■ **REQUEST**:
Copy each of the following rows again, word for word and without changes.

■ **RAW RECORDS**:
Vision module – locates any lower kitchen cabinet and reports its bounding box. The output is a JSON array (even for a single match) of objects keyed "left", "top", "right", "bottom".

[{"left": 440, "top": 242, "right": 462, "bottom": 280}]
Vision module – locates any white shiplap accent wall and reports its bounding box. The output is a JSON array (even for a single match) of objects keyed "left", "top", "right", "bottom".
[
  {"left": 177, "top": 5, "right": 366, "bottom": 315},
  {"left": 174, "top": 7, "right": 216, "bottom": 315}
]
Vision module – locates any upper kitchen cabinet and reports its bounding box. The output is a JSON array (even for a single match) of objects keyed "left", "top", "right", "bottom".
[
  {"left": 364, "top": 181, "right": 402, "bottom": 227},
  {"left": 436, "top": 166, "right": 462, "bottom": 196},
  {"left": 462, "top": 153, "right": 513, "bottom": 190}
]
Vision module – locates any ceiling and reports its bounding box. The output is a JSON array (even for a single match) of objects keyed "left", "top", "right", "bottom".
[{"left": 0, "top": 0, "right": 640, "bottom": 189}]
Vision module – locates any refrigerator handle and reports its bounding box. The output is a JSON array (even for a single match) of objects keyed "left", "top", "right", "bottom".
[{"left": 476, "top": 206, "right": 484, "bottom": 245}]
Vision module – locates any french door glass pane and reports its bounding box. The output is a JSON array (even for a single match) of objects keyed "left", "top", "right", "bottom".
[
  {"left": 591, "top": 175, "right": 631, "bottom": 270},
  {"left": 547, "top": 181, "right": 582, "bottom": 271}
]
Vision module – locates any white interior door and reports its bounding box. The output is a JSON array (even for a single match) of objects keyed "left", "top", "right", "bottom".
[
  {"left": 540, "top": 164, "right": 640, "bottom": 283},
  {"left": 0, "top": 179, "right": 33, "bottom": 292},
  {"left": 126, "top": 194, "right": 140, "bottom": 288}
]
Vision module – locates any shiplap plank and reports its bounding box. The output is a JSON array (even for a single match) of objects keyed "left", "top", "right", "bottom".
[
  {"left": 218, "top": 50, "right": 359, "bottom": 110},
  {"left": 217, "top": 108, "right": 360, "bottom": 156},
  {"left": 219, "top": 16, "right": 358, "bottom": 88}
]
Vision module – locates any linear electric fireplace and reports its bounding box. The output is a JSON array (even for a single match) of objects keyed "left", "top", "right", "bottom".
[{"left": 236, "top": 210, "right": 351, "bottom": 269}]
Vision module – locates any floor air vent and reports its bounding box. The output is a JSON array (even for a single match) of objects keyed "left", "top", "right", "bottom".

■ **FULL SOLUTION**:
Vision module – locates any lower kitchen cabinet and reports its bounding box. The output is a JSON array (even for a single match) of objects keyed "left", "top", "right", "bottom".

[{"left": 440, "top": 242, "right": 462, "bottom": 280}]
Vision module – locates any white shiplap accent wall and reports its bounding box. The output is a JSON array (even for a single match) of objects keyed "left", "top", "right", "bottom".
[
  {"left": 177, "top": 5, "right": 366, "bottom": 315},
  {"left": 174, "top": 7, "right": 216, "bottom": 315}
]
Vision module – locates any upper kitchen cabinet and reports its bounding box. The output is a JSON array (even for a single match) of objects keyed "left", "top", "right", "bottom".
[
  {"left": 364, "top": 181, "right": 402, "bottom": 227},
  {"left": 436, "top": 166, "right": 462, "bottom": 196},
  {"left": 462, "top": 153, "right": 513, "bottom": 190}
]
Vision module – locates any ceiling and reports its bounding box. The output is a JSON array (even for a single match) of objects keyed "left", "top", "right", "bottom".
[{"left": 0, "top": 0, "right": 640, "bottom": 189}]
Vision module – locates any refrigerator handle and reports its bounding box. The output is a JSON array (even for a single match) of objects keyed "left", "top", "right", "bottom".
[{"left": 476, "top": 206, "right": 484, "bottom": 245}]
Vision module – locates any french door glass pane and reports its bounding box. The output is a JSON array (even for a single match) of objects keyed "left", "top", "right", "bottom".
[
  {"left": 591, "top": 175, "right": 631, "bottom": 270},
  {"left": 547, "top": 181, "right": 582, "bottom": 271}
]
Vision module – locates any white interior door and reports its bounding box. The output is a JSON array (even for a single match) of objects keyed "left", "top", "right", "bottom".
[
  {"left": 540, "top": 164, "right": 640, "bottom": 283},
  {"left": 0, "top": 179, "right": 33, "bottom": 292},
  {"left": 126, "top": 194, "right": 140, "bottom": 288}
]
Vision module – locates any shiplap plank and reports its bounding box. The output is a JSON array (even for a single match) of objects keyed "left", "top", "right", "bottom".
[
  {"left": 218, "top": 50, "right": 359, "bottom": 110},
  {"left": 217, "top": 108, "right": 360, "bottom": 156},
  {"left": 219, "top": 16, "right": 358, "bottom": 88}
]
Vision module – locates any linear electric fireplace and reports its bounding box. The output is a JSON array (even for a single match) of objects keyed "left", "top", "right", "bottom".
[{"left": 236, "top": 210, "right": 351, "bottom": 269}]
Vision module – locates any floor air vent and reports its bounding box. The output is a JSON array (even for a single match) of objects keyed "left", "top", "right", "bottom".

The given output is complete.